___ Provided data ___

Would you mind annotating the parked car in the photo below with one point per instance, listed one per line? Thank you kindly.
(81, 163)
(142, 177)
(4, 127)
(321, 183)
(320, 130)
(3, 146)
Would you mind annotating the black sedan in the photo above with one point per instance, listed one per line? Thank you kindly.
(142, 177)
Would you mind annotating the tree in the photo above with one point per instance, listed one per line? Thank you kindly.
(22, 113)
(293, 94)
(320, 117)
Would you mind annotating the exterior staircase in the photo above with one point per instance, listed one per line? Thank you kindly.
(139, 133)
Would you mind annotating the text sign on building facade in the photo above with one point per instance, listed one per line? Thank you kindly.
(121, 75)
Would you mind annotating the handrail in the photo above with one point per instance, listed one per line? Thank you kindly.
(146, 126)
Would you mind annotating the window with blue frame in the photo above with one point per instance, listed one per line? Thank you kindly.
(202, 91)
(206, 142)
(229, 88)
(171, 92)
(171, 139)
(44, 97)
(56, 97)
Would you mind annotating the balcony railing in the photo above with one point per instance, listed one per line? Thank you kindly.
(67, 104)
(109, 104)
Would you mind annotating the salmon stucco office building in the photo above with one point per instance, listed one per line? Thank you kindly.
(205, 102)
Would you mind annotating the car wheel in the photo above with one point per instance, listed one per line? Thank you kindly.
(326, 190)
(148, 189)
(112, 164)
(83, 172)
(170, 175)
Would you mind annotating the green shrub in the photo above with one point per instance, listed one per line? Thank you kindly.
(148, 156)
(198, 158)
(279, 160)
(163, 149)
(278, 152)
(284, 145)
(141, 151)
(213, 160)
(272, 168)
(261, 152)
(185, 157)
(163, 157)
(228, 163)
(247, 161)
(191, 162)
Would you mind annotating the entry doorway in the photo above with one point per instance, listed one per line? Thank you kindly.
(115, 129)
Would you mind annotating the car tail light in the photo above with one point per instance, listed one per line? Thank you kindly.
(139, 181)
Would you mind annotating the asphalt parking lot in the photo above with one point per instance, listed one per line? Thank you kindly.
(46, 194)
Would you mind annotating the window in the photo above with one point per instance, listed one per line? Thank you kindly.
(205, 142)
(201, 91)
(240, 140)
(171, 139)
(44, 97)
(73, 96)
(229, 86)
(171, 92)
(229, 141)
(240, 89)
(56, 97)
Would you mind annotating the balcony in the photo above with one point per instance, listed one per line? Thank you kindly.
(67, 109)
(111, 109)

___

# Aim of the task
Could you output the records above as a two-column CSV with the header record_text,answer and one row per record? Each row should hold the record's text and its answer, each in its own quoted field, with line breaks replaced by spaces.

# Full response
record_text,answer
"Would you mind annotating the parked car in the photo below with one point per instance, listed one per line? Thank you kindly.","(81, 163) (142, 177) (4, 127) (321, 183) (320, 130) (3, 146)"
"Would you mind annotating the black sedan in the photo above with one point per instance, listed one per line? Thank you kindly.","(142, 177)"
"Would you mind annotating the tree in the photo above with one point per instance, listed one per line? Thank you kindly.","(22, 113) (293, 94) (320, 117)"
"Would you mind annotating the exterior staircase in the photo above with one point per instance, listed one per line? Thank you kindly.","(139, 133)"
"Would you mind annotating the text sign on building facade in the photo above with one point per instance, listed one per line? Thank you kindly.","(121, 75)"
"Would you mind annotating the handrail in the photo above with one point per instance, listed one per line? Thank you kindly.","(146, 126)"
"Would you mind annotating the window with blue frame in the photo above with one point per instance, listed one per line? Thank you kindly.","(202, 91) (206, 142) (229, 88) (171, 92) (171, 139) (44, 97) (56, 97)"
"Would you mind annotating the balcony railing in the photo above with one point per instance, listed one per line? Thank you kindly.","(67, 104) (109, 104)"
"Would you mind annotating the salmon stucco office building in the photo above with one point per instance, listed one per line? Thank you kindly.","(205, 102)"
"Would you mind annotating the car wheel in the photo above with one point per instance, listed one per line? Thank you kindly.","(326, 190) (148, 189) (112, 164) (83, 172) (170, 175)"
"Would you mind annotating the green shrub in the photo above with one point per instance, listed one per line? Thank you kindly.","(148, 156) (198, 158) (279, 160) (163, 149) (278, 152) (284, 145) (141, 151) (213, 160) (272, 168) (261, 152) (185, 157) (163, 157) (228, 163) (247, 161) (191, 162)"
"Would you mind annotating the entry doorway in the photo above with one point per instance, listed one per line? Thank you kindly.","(115, 129)"
"Would you mind annotating the car tail light in the photo above with one point per instance, listed one per line? Thank you kindly.","(139, 181)"
"Would you mind annotating the asphalt parking lot in the photo above with one point per instance, listed one per line? Thank you kindly.","(46, 194)"
"Would you mind annotating the window in the photo above with one point per instance, listed one per line? Thank you kindly.","(205, 142) (201, 91) (240, 140) (171, 139) (44, 97) (73, 96) (229, 86) (171, 92) (229, 141) (240, 89) (56, 97)"
"Would you mind annotating the balcony in the photo above with one point per instance, listed one per line? Thank you kindly.","(67, 109) (111, 109)"